Saved entries

════════════════════

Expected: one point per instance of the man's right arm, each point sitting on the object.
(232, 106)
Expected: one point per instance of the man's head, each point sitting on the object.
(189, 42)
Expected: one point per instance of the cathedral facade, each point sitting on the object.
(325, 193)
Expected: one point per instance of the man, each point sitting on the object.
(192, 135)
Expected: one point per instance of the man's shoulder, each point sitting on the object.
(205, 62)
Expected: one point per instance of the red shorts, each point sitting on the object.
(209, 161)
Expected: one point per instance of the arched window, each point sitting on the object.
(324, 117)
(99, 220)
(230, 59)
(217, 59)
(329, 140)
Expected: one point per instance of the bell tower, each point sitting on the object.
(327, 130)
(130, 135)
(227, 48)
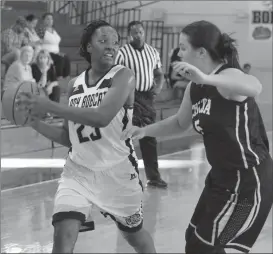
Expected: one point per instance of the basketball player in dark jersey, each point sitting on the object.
(101, 170)
(220, 103)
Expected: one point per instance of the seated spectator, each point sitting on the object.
(246, 68)
(43, 72)
(12, 40)
(50, 41)
(20, 70)
(32, 37)
(177, 82)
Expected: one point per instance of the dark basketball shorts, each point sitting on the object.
(231, 217)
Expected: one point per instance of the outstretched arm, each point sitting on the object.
(58, 134)
(175, 124)
(235, 81)
(122, 85)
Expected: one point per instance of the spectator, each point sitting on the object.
(43, 72)
(246, 68)
(20, 70)
(30, 33)
(144, 61)
(12, 40)
(50, 42)
(177, 82)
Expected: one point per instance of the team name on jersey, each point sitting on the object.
(201, 107)
(89, 100)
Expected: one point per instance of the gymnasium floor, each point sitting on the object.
(26, 213)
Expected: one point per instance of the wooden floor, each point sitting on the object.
(26, 216)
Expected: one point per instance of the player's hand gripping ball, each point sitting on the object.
(35, 104)
(15, 113)
(190, 72)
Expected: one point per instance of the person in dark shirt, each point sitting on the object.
(44, 73)
(219, 102)
(177, 82)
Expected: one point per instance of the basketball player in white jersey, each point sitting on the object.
(101, 169)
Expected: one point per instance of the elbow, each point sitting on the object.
(257, 87)
(100, 123)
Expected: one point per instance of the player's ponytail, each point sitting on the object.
(86, 37)
(221, 47)
(228, 51)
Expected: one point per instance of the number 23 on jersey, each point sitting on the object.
(93, 136)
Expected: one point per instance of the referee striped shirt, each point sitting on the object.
(142, 62)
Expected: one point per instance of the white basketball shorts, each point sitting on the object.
(117, 192)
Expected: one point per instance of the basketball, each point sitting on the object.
(9, 105)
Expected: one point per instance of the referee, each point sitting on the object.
(145, 62)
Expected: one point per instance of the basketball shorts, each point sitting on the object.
(117, 192)
(231, 217)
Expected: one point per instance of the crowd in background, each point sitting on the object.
(31, 52)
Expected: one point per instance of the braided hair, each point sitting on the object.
(221, 47)
(86, 36)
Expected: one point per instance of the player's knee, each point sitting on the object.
(16, 52)
(65, 235)
(137, 239)
(189, 232)
(194, 246)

════════════════════

▶ Directions for this task
Output a verbatim copy of the entries and skip the pictures.

▶ Solution for this task
Expected: one point per instance of the man's right arm, each point sitting on the object.
(232, 106)
Expected: one point per instance of the man's head, each point sitting on the object.
(189, 42)
Expected: one point per instance of the cathedral facade, each point sitting on the object.
(325, 193)
Expected: one point per instance of the man, each point sitting on the object.
(192, 135)
Expected: one point per instance of the man's shoulder, each point sitting on the object.
(205, 62)
Expected: one point per instance of the red shorts, each point sitting on the object.
(209, 161)
Expected: one point per instance of the arched window, each point sitting on the object.
(324, 117)
(99, 220)
(230, 59)
(217, 59)
(329, 140)
Expected: one point per instance of the bell tower, each point sitting on the object.
(327, 130)
(130, 135)
(227, 48)
Expected: one point per instance of the basketball player in dark jersey, each point sitting on the object.
(101, 170)
(220, 103)
Expected: one point per instance of the seated spectator, each point sitting on the object.
(246, 68)
(43, 72)
(12, 40)
(50, 41)
(20, 70)
(32, 37)
(177, 82)
Expected: one point per instance of the dark basketball shorts, each point sitting on the object.
(231, 217)
Expected: one point per instance of the outstretched arm, each point sitting on the object.
(58, 134)
(175, 124)
(235, 81)
(122, 85)
Expected: one point per instance of the spectator, each point sitting on the object.
(43, 72)
(246, 68)
(20, 70)
(30, 33)
(144, 61)
(12, 40)
(50, 42)
(177, 82)
Expected: one point per instance of the team name on jersey, each point sitting on the object.
(201, 107)
(89, 100)
Expected: one point per instance of the gymnasium floor, each point sitting on the object.
(26, 213)
Expected: one point per instance of the wooden floor, each point sitting on the object.
(26, 216)
Expected: one point per instance of the player's hand gripping ball, each point sitting on the object.
(35, 104)
(15, 113)
(190, 72)
Expected: one point per instance of the person in dark shirt, each point sitting on the object.
(44, 73)
(219, 102)
(177, 82)
Expected: one point per instance of the basketball player in white jersey, each point sitting on the object.
(101, 169)
Expected: one point per instance of the elbow, each point sitting on the object.
(257, 87)
(100, 123)
Expected: one point per instance of the player's ponytail, each point sitting on the object.
(86, 37)
(221, 47)
(228, 51)
Expected: one point per instance of the number 23 on jersey, each point sitting on the object.
(93, 136)
Expected: one point per instance of the referee striped shirt, each point sitting on the object.
(142, 62)
Expected: one point per instance of the white basketball shorts, each point sitting on the object.
(117, 192)
Expected: one point per instance of the basketball, each point sitting on the object.
(9, 105)
Expected: one point per instance of the referee, each point sitting on the object.
(145, 62)
Expected: one point per instance of the basketball shorts, each point sitting on the object.
(117, 192)
(231, 217)
Expected: one point per instance of the crowd in background, each point sitting on the object.
(31, 52)
Expected: one point per instance of the braided hair, each point sitting on the object.
(221, 47)
(86, 36)
Expected: one point per instance of the player's knee, each point sitting on the object.
(16, 52)
(65, 235)
(137, 239)
(189, 232)
(194, 246)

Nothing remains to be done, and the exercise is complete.